### Objective
Write out all of the lines below word for word, leaving the pictures out of your answer.

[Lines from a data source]

###

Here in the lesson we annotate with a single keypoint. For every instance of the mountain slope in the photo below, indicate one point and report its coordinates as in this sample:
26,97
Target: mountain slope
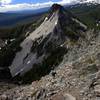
59,26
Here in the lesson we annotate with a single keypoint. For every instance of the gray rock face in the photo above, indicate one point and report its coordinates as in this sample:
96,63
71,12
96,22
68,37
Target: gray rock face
52,34
77,77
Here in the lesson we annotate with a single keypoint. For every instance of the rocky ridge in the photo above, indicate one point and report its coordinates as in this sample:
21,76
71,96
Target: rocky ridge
75,78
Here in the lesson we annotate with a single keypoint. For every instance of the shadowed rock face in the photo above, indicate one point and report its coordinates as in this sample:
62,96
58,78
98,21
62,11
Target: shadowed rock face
45,42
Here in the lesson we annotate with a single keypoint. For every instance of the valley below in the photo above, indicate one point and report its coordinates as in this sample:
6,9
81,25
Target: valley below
54,55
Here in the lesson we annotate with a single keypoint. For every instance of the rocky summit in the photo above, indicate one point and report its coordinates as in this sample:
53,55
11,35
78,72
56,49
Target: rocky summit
59,60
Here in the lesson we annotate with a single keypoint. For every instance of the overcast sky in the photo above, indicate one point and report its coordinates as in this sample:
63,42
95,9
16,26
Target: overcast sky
11,5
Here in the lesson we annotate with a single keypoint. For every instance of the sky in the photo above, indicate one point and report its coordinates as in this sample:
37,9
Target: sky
13,5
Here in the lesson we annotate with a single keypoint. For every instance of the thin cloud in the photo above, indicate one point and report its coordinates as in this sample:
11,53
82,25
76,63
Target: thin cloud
6,6
3,2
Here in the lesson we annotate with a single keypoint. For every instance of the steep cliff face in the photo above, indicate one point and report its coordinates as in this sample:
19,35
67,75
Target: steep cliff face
45,47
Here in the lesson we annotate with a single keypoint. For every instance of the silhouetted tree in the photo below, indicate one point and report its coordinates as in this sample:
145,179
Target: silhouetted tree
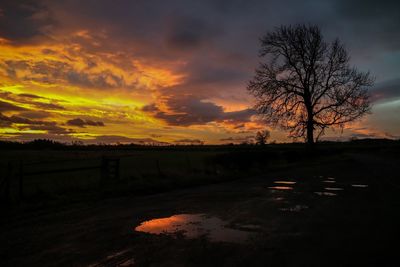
306,84
262,137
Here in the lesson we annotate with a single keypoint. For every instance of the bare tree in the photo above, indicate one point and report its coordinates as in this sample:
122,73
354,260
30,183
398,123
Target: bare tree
262,137
306,85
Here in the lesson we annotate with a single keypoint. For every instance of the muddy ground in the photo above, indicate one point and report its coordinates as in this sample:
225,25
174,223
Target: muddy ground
359,226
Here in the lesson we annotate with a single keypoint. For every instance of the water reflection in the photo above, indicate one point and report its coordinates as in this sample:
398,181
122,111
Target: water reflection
285,182
296,208
194,226
334,188
325,194
281,187
360,185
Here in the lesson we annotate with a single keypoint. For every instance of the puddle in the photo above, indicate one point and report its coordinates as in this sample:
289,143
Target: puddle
281,187
195,226
120,259
325,194
296,208
334,188
360,185
284,182
127,263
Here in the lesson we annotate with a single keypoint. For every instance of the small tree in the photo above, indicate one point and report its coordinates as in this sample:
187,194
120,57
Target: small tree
262,137
306,84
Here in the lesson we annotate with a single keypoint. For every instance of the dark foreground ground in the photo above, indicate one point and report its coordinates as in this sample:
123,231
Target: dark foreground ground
357,227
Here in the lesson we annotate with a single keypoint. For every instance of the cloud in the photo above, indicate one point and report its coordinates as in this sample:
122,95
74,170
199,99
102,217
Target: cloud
114,139
190,110
23,123
5,106
239,139
186,32
21,21
188,141
37,102
386,90
82,123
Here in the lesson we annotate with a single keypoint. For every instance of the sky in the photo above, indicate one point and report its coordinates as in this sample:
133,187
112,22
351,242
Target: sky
146,71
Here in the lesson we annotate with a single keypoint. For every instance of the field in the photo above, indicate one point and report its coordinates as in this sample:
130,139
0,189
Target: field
337,205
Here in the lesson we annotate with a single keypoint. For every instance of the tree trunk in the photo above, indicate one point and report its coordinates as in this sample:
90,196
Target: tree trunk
310,131
310,118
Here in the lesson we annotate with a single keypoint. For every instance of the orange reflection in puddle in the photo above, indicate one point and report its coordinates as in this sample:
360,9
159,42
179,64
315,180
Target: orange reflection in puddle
360,185
334,188
195,226
325,194
284,182
281,187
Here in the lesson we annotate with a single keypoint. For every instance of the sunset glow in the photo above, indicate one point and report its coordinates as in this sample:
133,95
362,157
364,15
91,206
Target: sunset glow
84,74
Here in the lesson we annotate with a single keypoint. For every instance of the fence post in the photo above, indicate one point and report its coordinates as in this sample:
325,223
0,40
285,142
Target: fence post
21,180
160,174
116,169
7,182
188,165
103,168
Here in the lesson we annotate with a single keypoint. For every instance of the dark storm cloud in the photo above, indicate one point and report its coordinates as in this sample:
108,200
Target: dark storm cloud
32,114
115,139
186,111
50,71
83,123
373,21
30,99
24,123
386,90
188,141
186,32
217,40
5,106
22,20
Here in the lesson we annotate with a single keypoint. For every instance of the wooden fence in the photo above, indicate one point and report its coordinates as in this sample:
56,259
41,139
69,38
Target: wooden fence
109,170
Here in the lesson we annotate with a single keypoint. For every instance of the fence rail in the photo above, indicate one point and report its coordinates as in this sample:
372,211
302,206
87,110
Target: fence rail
108,167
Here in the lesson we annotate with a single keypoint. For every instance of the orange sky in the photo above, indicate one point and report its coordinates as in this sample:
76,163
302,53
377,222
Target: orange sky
148,72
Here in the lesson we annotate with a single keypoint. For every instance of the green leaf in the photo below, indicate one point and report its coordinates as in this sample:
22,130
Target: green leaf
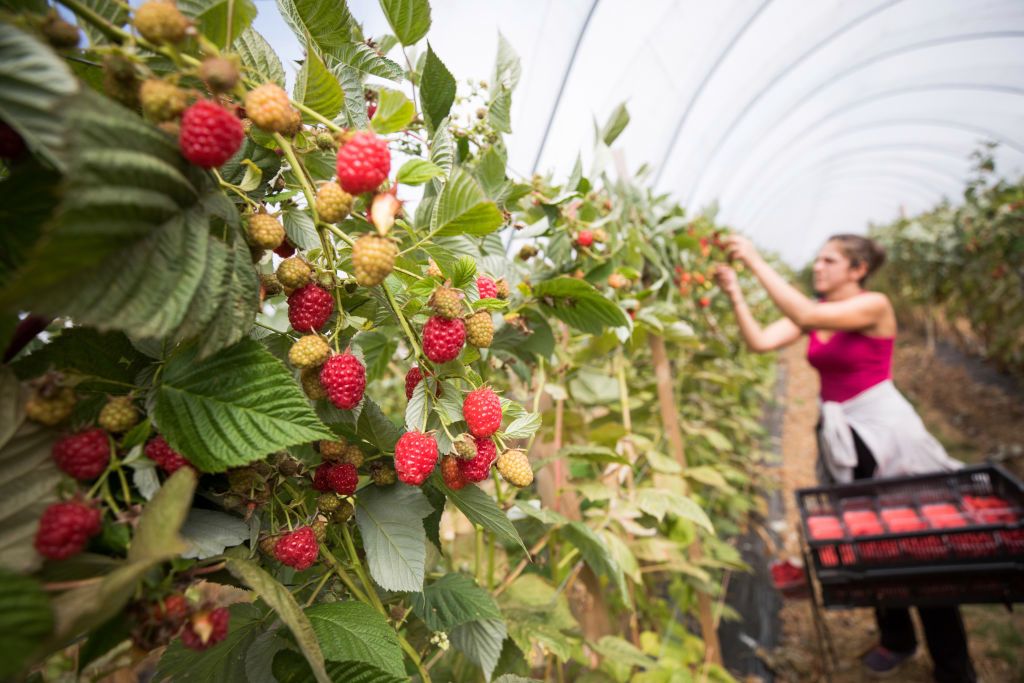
224,662
579,304
481,642
290,668
597,556
452,600
615,125
259,57
394,112
35,85
28,484
437,89
220,20
233,408
482,510
283,602
659,502
316,87
418,171
355,632
409,18
464,209
391,524
26,617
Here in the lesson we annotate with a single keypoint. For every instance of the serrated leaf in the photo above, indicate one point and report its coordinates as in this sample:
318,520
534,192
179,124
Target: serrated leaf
224,662
409,18
316,87
209,532
480,642
659,502
523,427
394,112
233,408
355,632
26,617
577,303
418,171
482,510
283,602
35,85
220,20
391,524
437,88
463,209
452,600
28,483
259,57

###

### Worked solution
Here in the lesson we annotate with a single keypoint. For every instance of the mountain slope in the photo below, indicate one point and report its coordinates as in this sample:
26,97
Target: mountain slope
59,26
Here in the lesson we annotate with a single keypoint. For every instance of the gray rock face in the photo above, indicate one point and report its coordinates as in this sample:
96,63
71,12
96,22
68,37
Target: gray rock face
52,34
77,77
Here in the lesson we annotate with a single keypoint. For every instance of the rocky ridge in the photo above, indicate one point and report its coordinates as in this sample:
21,76
71,96
Target: rocky ridge
75,78
Here in the lesson we annotate with a single keypoint. For every instance of the shadowed rock face in the photo above, indicate one point and report its coordinates as in this sample:
62,96
58,78
98,21
62,11
Target: shadowed rock face
45,42
Here in the lesson we annotate with a single keypoint. For every instance of the valley below in the photo above, indicate one point and report its coordinates as in this sample:
6,9
81,25
Target: valley below
54,55
Here in the lesson we annotate with a single keypoint. For every instance of the rocky summit in the photo above, indicate one point and report its coordinates as in this sample:
53,55
11,35
78,72
56,49
Target: rocky summit
59,60
Here in the lesson we annotate with a single keypoint. For every instance of the overcast sky in the photo above, indicate one point and report its coordinates as in this sample:
63,42
95,9
16,26
Target: overcast sky
11,5
Here in the lesson we annotate with a single keypoint. For every instance of the sky in the photo above, indicate one point and report its coordinates as in this sample:
37,9
Target: sky
13,5
Here in the lesson we annotate with a single keypoint. For every instance of the thin cloud in the photo above, indicate one point and report its coordinates as in this sample:
11,53
82,25
76,63
Target: thin cloud
6,6
3,2
Here in the lesson we annotate with a single keypoint. For every instance of the steep cliff face in the photo above, indicate one point and report its coordinates as in this sample:
19,35
67,75
Target: steep cliff face
45,47
Here in the lesson we annotate with a single keypoint. For every instance of the silhouetted tree in the photo below, indicate one point and report its coordinates as in this sample:
145,179
Target: silhouetted tree
306,84
262,137
Here in the lesson we annotate with a single keypoint. For every instance of the bare tree in the photo above, indicate one point and report its coordinates as in this sample:
122,73
354,260
30,183
398,123
Target: bare tree
262,137
306,85
Here in the lesson we annotate with a single keypoint. For every instance of the muddy ground in the photo above, indicate one point and report its coordinates as in this sample:
225,25
174,223
Target: muddy ground
359,226
Here in the lesson we annotate with a single keypoint. For every instance of the water reflection in the photo above, indicate one point and report its coordinates as in this sample:
398,181
122,111
Target: water reflection
285,182
296,208
194,226
334,188
325,194
281,187
360,185
Here in the lesson we annotate with a single keypoint. For every instance of the puddle in the photo above, indicate one point and report its coordinates as in this sample:
289,143
Target: puddle
281,187
195,226
120,259
325,194
296,208
334,188
360,185
284,182
127,263
Here in the lesson we annotate with a single keypoint. For every instance of the small tree in the photo above, indicate one point and report its coordinates as in this sample:
187,194
120,57
Target: small tree
262,137
306,84
Here in the lesson we annotate with a single keypoint. For every instance of the dark foreground ground in the photo above, indicate one point and report its coordinates as in this sample:
123,231
Target: dark foreground ground
357,227
Here in the lesson we annotate with a single keypoint. For every instance of the cloud in the photo above, indicate one point and report its coordinates as in this sample:
122,95
74,170
199,99
102,217
Target: cloud
114,139
190,110
23,123
5,106
239,139
186,32
21,21
188,141
37,102
386,90
82,123
Here in the lesson we annotate with a single keypoint. For every instance of the sky in the photo above, indicate one point and report its coordinates as in this sample:
133,187
112,22
351,242
Target: sky
146,71
Here in the lesson we annotate with a single keypoint. For every instance of the field in the photo above, indicate one point and report its coordinates as in this sample:
130,139
0,189
Target: field
337,205
Here in the lesson we annotate with a single keypoint. For every instance of the tree trunk in the photo above, indicate one point and report its coordinates as in this sample:
90,196
Target: tree trunk
310,131
310,118
Here in the lesson we annotate with a single keypoint. For every instance of the orange reflection in puddle in the photo above, indicate one point and report its coordinates as in this sample:
360,9
159,42
179,64
315,180
Target: orange reflection in puddle
360,185
334,188
195,226
325,194
284,182
281,187
Here in the lesson we annotate with a single keypoint. For every instance of the sunset glow in the photo above, indicate one point and report its coordinates as in this sample:
133,95
362,157
364,15
91,206
Target: sunset glow
84,74
Here in the lesson we annotate with a single keypoint. For every instance of the fence post in the photo above, indicate one point and report its coordinates as in this sample:
325,223
0,40
285,142
Target: fence post
21,180
160,174
116,169
7,182
188,165
103,168
Here in the lesson we annotate with a single keypoint. For every instance of the dark storm cloud in the photo above, indicate one point and report its coordinates as in this sample:
108,200
Target: dark storm cloud
32,114
115,139
186,111
50,71
83,123
373,21
30,99
24,123
386,90
188,141
186,32
217,40
5,106
22,20
Here in the lesson we annotate with a single keypoint. For every instance of the wooden fence in the photo above, indicate one point and report its coordinates as in this sample:
56,259
41,139
69,38
Target: wooden fence
109,170
Here in the lesson we annotate with a single keypoint. For every instance of the fence rail in the photo above, indicate one point and report its coordinates as in this sample:
372,211
302,206
87,110
Target: fence rail
108,167
Here in the lesson we annotate with a single keypoint. For every instance of the orange sky in the photo above, indicate one point and report its coordinates as in this sample:
76,163
302,53
377,222
Target: orange sky
148,72
Here in the lesson we annotate with a single keypoint. For every instance of the green leaf in the photo below, indicate one point and report its coordinates as in this sample:
22,130
Target: green leaf
224,662
579,304
481,642
290,668
597,556
452,600
615,125
259,57
394,112
35,85
28,484
437,89
220,20
233,408
482,510
283,602
659,502
316,87
418,171
355,632
409,18
464,209
391,524
26,617
Here in the lesson we annotate with a single keypoint. For every instance of the serrated leaf in the photo above, indicate one point and report its coordinates as in this sample:
318,520
534,192
179,124
Target: serrated leaf
224,662
409,18
316,87
209,532
480,642
659,502
523,427
394,112
233,408
355,632
26,617
577,303
418,171
482,510
283,602
35,85
220,20
391,524
437,88
463,209
452,600
28,483
259,57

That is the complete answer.